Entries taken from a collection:

%%

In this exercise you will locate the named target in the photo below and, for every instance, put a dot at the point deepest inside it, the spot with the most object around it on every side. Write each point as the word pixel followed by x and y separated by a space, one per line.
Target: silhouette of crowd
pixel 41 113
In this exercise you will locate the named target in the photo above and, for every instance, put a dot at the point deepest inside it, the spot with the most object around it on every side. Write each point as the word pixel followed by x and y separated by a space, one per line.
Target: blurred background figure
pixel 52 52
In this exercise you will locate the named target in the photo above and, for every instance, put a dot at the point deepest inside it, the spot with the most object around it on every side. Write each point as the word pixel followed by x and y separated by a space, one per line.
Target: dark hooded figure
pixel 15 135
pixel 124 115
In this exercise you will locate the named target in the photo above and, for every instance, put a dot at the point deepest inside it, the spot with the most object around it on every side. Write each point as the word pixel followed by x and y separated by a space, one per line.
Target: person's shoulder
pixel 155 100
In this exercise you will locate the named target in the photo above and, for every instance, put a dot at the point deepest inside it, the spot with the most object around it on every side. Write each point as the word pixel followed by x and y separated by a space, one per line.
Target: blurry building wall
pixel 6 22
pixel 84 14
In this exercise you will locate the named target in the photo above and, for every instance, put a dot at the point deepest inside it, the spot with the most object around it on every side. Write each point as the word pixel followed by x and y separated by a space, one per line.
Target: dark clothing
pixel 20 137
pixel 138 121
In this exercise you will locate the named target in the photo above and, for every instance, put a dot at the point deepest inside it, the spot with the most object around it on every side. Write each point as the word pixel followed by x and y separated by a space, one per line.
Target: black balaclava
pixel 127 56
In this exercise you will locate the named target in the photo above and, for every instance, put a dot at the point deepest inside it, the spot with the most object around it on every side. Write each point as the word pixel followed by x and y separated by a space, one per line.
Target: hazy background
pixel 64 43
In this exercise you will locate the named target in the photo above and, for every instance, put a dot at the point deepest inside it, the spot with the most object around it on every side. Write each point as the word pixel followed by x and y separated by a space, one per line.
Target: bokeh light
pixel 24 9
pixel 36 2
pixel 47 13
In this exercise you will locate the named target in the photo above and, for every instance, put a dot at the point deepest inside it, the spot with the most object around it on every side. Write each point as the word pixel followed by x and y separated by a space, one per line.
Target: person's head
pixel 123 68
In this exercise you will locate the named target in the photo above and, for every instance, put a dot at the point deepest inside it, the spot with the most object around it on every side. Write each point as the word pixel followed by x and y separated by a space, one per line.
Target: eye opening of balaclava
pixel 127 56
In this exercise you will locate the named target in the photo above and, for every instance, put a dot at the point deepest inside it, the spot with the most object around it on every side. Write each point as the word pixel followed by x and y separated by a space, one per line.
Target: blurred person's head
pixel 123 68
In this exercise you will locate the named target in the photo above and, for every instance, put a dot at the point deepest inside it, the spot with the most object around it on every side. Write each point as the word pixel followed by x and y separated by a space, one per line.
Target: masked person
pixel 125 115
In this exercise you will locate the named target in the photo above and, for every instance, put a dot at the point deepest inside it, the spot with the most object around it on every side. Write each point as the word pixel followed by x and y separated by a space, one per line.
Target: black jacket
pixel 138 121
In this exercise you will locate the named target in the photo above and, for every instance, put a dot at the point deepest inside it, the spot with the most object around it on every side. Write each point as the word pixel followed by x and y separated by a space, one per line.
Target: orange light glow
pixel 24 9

%%

### Exercise:
Each entry must be reproduced exactly, with nothing added or dropped.

### Result:
In this exercise you will locate the named target in the photo below and, for every instance, put a dot at the point deepest inside it, the spot with the most object around it on every side. Write each point as the word pixel followed by x and y separated by a space, one per line.
Target: silhouette of crowd
pixel 41 113
In this exercise you will locate the named target in the photo above and, for every instance, put a dot at the point deepest inside it, the spot with the most object around it on every side. Write each point as the word pixel followed by x and y separated by a space, one per line.
Target: blurred background figure
pixel 52 52
In this exercise you will locate the named target in the photo above and, for every instance, put a dot at the point deepest inside it, the spot with the most object around it on every side. Write each point as the word pixel followed by x and y separated by a space, one per line.
Target: dark hooded figure
pixel 15 135
pixel 124 115
In this exercise you will locate the named target in the photo above and, for every instance, put a dot at the point deepest inside it, the spot with the most object around it on every side. Write each point as the word pixel followed by x and y separated by a space, one per line.
Target: person's shoulder
pixel 155 100
In this exercise you will locate the named target in the photo above and, for every instance, put a dot at the point deepest inside it, the spot with the most object around it on every side. Write each point as the word pixel followed by x and y separated by a space, one per line.
Target: blurry building wall
pixel 6 22
pixel 84 14
In this exercise you will locate the named target in the photo above and, for every instance, put a dot at the point deepest inside it, the spot with the most object around it on every side. Write each point as the word pixel followed by x and y separated by a space, one per line.
Target: dark clothing
pixel 20 137
pixel 138 121
In this exercise you will locate the named target in the photo above and, for every instance, put a dot at the point deepest inside it, the spot with the most object around it on every side. Write each point as the word pixel followed by x and y separated by a space, one per line.
Target: black balaclava
pixel 127 56
In this exercise you will locate the named target in the photo above and, for every instance, put a dot at the point deepest inside it, the spot with the most object around it on every side. Write each point as the word pixel followed by x and y separated by a space, one per line.
Target: hazy background
pixel 64 43
In this exercise you will locate the named target in the photo above and, for every instance, put a dot at the point deepest inside it, the spot with the most object around it on every side. Write each point as the word pixel followed by x and y separated by a space, one per line.
Target: bokeh light
pixel 24 9
pixel 36 2
pixel 47 13
In this exercise you will locate the named target in the photo above and, for every instance, put a dot at the point deepest inside it, the spot with the most object around it on every side. Write each point as the word pixel followed by x and y separated by a space, one per line.
Target: person's head
pixel 123 68
In this exercise you will locate the named target in the photo above and, for every instance, put a dot at the point deepest inside it, the spot with the most object around it on every side. Write each point as the word pixel followed by x and y separated by a space, one per line.
Target: eye opening of balaclava
pixel 127 56
In this exercise you will locate the named target in the photo above and, for every instance, put a dot at the point deepest inside it, the spot with the most object around it on every side. Write each point as the word pixel followed by x and y separated by a space, one per line.
Target: blurred person's head
pixel 123 68
In this exercise you will locate the named target in the photo above and, for every instance, put a dot at the point deepest inside it, the spot with the most object around it on every side. Write each point as the word pixel followed by x and y separated by a space, one per line.
Target: masked person
pixel 125 115
In this exercise you will locate the named target in the photo above and, for every instance, put a dot at the point deepest inside it, the spot with the most object around it on every side. Write each point as the word pixel followed by x and y separated by a space, one per line.
Target: black jacket
pixel 138 121
In this exercise you will locate the named target in the photo above and, for every instance, put a dot at the point deepest inside it, the spot with the most object around it on every side. Write each point as the word pixel followed by x and y separated by a space, one per line.
Target: orange light glow
pixel 24 9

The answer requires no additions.